Required action 1 = In the Prop 37 article, which group compiled the figures on contributions by Monsanto, DuPont and Pepsi?
Required action 2 = Write the next few paragraphs of the Prop 37 article, picking up after its final paragraph.

As California Prop 37 vote nears, media anti-Prop 37 bias emerges

The latest polls suggest a neck and neck race in the final days of the vote over the California genetically engineered food labeling initiative. What’s not so close is how the media is framing reports on how each side is attempting to woo voters. We’re seeing lots of biased coverage.

The dominant narrative is that Big Food and Big Agriculture have been outspending the supposedly rag tag forces that support “consumer choice” on a last minute advertising blitz. Over the past week, from the Huffington Post to the Los Angeles Times, stories have appeared listing contributions by Monsanto, DuPont, Pepsi and the funding the opposition’s last minute television advertising blitz. A fierce Prop 37 supporter, Food Democracy Now, compiled those figures. Using highly ideological framing words, the Times reported that large corporations have contributed $42 million to an “opposition war chest.” These same stories note that contributions for the TV ad campaigns by Prop 37 supporters comes to a paltry $5+ million.

That’s a highly questionable, old media interpretation of the facts on the ground, however. While the advertising expenditures of Prop 37 opponents is public record, the forces aligned for the initiative are spending most of their resources—considerably more in total than being spent by Prop 37 opponents—on less trackable and arguably more effective web and social media campaigns, and by leveraging free media opportunities.

As Henry Miller and Jay Byrne note in an article posted in our NGO, Legal & Ethics Monitor” section, a review of tax returns of the “non-profit” activist organizations opposing agricultural biotechnology reveals more than $2.5 billion is being spent annually in the United States alone by professional advocacy NGOs to manipulate public opinion against conventional and biotech agriculture. A sizable chunk of that, reportedly hundreds of millions of dollars, has been poured into this campaign, which biotechnology opponents believe could be a precedent setting vote.

So, while anti-GM individuals and groups are spending some money on traditional television and radio advertising, they are getting far more bang for their sizable bucks by funding web-based campaigns that not only reach their targeted California audience but will resonate nationally well after the November vote.

[Items from a data source]
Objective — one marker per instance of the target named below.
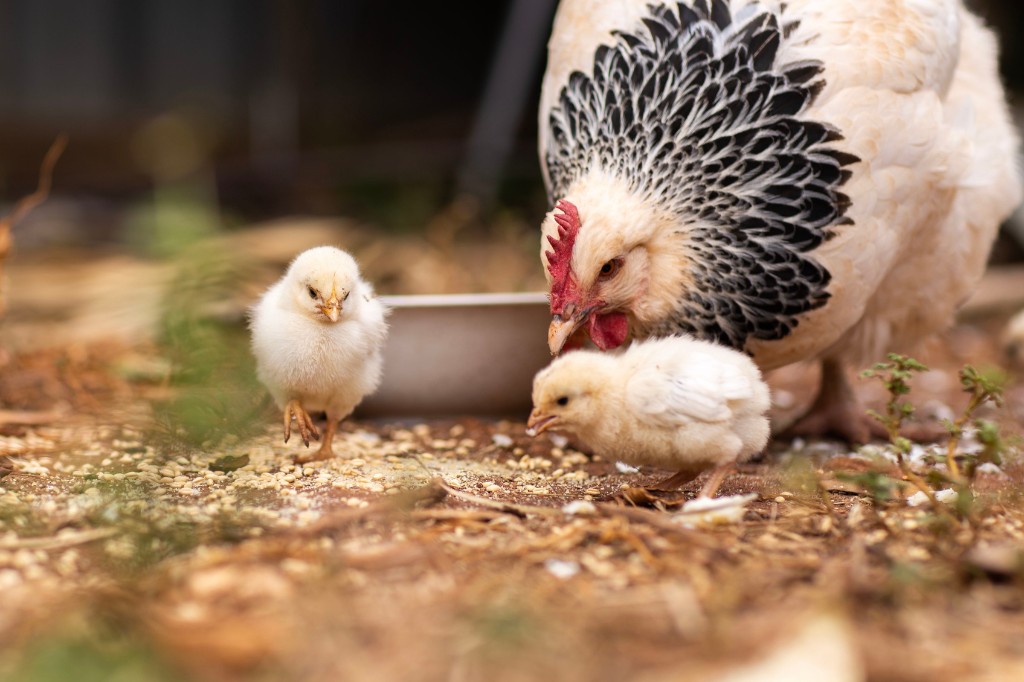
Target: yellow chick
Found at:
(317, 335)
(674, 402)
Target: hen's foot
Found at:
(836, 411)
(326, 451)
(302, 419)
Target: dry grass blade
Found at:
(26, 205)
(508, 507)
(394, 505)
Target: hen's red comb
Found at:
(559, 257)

...

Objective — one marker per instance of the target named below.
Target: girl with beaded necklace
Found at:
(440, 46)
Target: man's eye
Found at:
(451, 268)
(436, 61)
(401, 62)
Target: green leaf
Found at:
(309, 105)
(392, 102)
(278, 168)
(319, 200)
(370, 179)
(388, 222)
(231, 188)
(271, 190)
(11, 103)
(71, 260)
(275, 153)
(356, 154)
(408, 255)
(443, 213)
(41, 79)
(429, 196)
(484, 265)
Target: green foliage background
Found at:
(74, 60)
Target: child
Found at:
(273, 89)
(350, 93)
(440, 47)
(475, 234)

--

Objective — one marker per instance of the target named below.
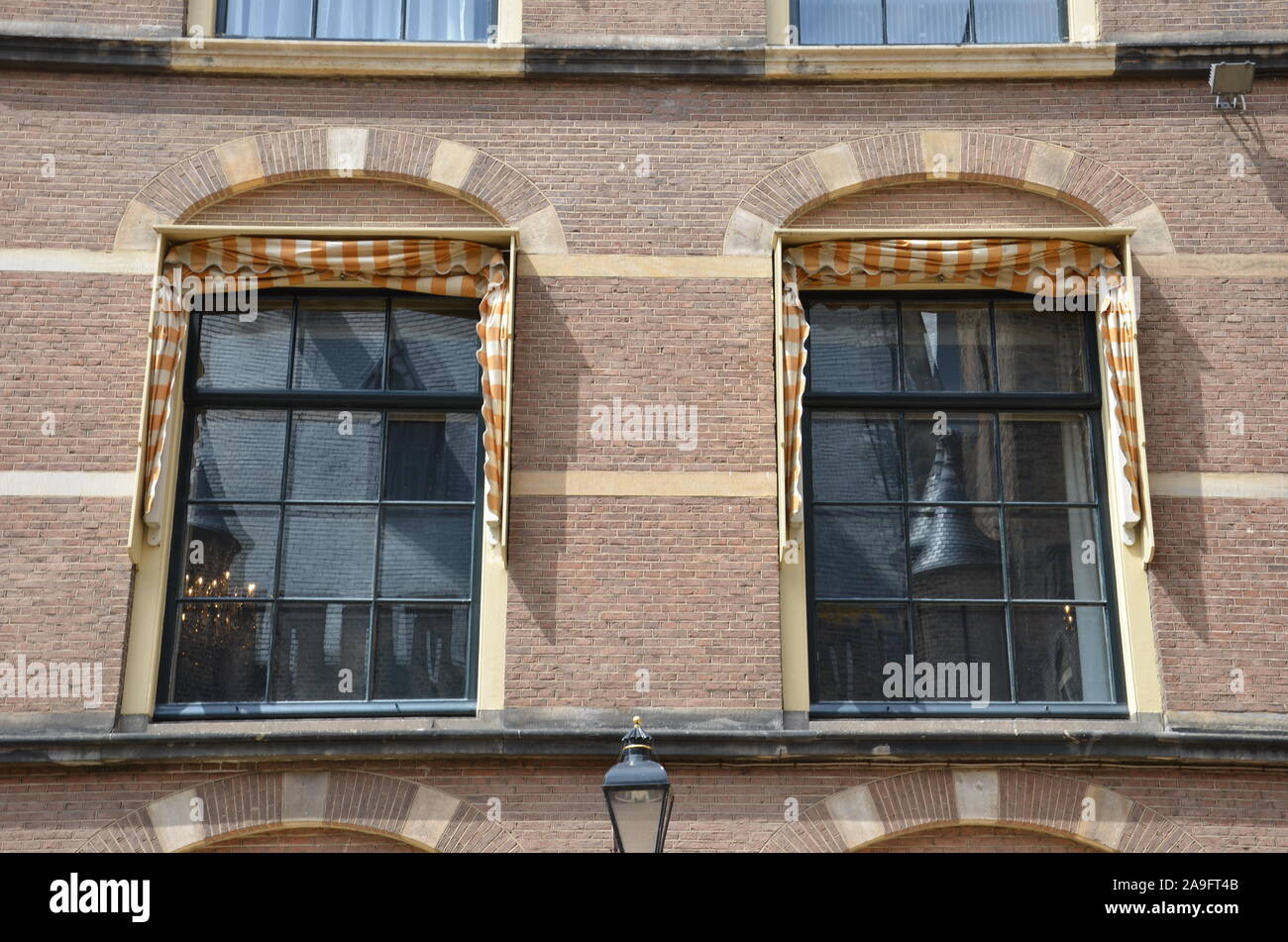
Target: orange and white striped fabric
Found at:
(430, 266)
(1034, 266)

Written reply 1 = Food Democracy Now, a Prop 37 supporter, compiled those figures.

Written reply 2 =
Organic food companies, natural product makers and “quack” health product moguls like Joseph Mercola are the leading corporate and donor contributors supporting the California Right to Know/Yes on 37 coalition. Their allies in the media include pop show health doctor Mehmet Oz—he’s done numerous shows, worth tens of millions of dollars in free publicity, savaging GM foods and has endorsed the initiative—whose wife and co-producer of his program, Lisa Oz, has been a longtime supporter of Smith and an active campaigner against genetic engineering and in favor of Prop. 37.

As the State of California voter’s guide for this initiative notes, The US Food and Drug Administration believes the label being proposed would “be inherently misleading. It also notes, :Respected scientific and medical organizations have concluded that biotech foods are safe, including the National Academy of Sciences, the American Council on Science and Health, the Academy of Nutrition and Dietetics and the World Health Organization. It quotes the American Medical Association as stating in a June 2012 statement, “There is no scientific justification for special labeling of bioengineered foods.” The No on 37 effort lists dozens of Nobel Laureates who oppose the labeling law as bad science.

Unlike Prop 37 supporters, the mainstream health and science community has no easy access to hundreds of millions of dollars in free publicity. So why, in these crucial last days of the campaign, is the media missing the “money story”?

Jon Entine, executive director of the Genetic Literacy Project, is a senior fellow at the Center for Health & Risk Communication at George Mason University.